*Page extract*:
============

This is your brain on ambiguity

Let’s look at one more optical illusion which reveals important features of how our brains perform inference, and suggests how better awareness of these processes of inference can lead to improved thinking, including in our daily lives. This time around the theme is ambiguity.

The spinning dancer

Spinning Dancer

The spinning dancer is a remarkable piece of work. Do you see the dancer pivoting clockwise on her left foot? Or counterclockwise on her right? If you’re at all like me, you’re now seeing one or the other—but if you look at the picture for some time, you’ll suddenly see the dancer spinning in the opposite direction. It may help (for reasons I’ll explain below) to focus on the pivot foot or thereabouts, mentally blocking out the rest of the image. Can you pick a direction on purpose? (Part of what makes investigating the human mind fascinating hobby is finding out what others’ brains can do that mine can’t, and vice versa. Initially I had no control at all, but interestingly, over the course of writing this post I got much better.)

============

*Directions*:
1: Decide whether each statement agrees with the spinning-dancer passage, answering yes or no and quoting the words that decide it: (a) The theme this time around is ambiguity. (b) The writer could control the dancer's direction from the very start. (c) Focusing on the pivot foot may help.
2: Write the next part of the spinning-dancer passage, picking up after its final sentence.
The records that follow come from a different source than the passage.

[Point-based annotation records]
============

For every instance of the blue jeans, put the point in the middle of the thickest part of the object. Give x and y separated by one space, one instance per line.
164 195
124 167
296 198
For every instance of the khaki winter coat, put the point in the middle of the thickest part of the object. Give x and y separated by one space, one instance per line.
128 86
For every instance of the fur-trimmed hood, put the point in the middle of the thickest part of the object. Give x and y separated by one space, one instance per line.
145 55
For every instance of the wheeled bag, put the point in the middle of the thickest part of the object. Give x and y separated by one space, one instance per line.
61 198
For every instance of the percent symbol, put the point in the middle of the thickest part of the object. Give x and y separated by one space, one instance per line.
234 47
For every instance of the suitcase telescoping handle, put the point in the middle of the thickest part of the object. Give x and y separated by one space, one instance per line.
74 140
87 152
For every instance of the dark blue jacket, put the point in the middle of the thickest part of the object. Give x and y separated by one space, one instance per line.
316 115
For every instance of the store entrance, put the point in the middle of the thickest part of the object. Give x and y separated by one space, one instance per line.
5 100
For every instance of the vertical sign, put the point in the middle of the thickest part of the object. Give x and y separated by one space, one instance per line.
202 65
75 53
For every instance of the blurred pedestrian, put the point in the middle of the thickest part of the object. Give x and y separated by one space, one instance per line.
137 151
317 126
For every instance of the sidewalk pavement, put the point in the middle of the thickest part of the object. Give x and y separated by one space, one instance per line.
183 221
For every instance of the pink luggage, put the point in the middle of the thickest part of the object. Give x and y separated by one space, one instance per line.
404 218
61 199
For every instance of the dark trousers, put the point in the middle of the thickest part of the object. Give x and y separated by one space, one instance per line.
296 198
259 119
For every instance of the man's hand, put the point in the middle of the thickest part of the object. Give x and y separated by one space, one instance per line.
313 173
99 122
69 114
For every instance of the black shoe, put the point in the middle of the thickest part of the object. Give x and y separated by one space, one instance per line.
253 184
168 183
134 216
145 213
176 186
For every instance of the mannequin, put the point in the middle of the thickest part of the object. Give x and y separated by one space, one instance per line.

============

*Written responses*:
1:
(a) Yes: "This time around the theme is ambiguity."
(b) No: "Initially I had no control at all"
(c) Yes: "It may help (for reasons I’ll explain below) to focus on the pivot foot or thereabouts"

2:
Focusing on the foot helps explain how the illusion works: the image provides no clue to distinguish between “toes front” or “heel front”, it’s all a dark shadow with no depth information. What we see is a foot-shaped cutout growing and shrinking due to a foreshortening effect, alternately to the left and right. This information is perfectly compatible with either direction of spin. (The rest of the image is more of the same; the entire image is functionally equivalent to a dark bar growing and shrinking in alternate directions.) The interesting question is then, why does our consciousness insist on reporting that we’re seeing a perfectly unambiguous direction of motion? We’re not seeing an ambiguous dancer: we’re seeing one that is clearly spinning one way—until the “flip” happens, and we see her just as clearly spinning the other way.

Ambiguity, uncertainty and inference

This is reminiscent of the way our explicit models of the world have trouble dealing with quantum uncertainty—our intuition is that things must happen one way or the other, “as if the half-silvered mirror did different things on different occasions”, as if the dancer actually was spinning one way then another. In the latter case at least, sober reflection tells us this can only be in the map, not in the territory—the animated GIF isn’t being changed right under our noses.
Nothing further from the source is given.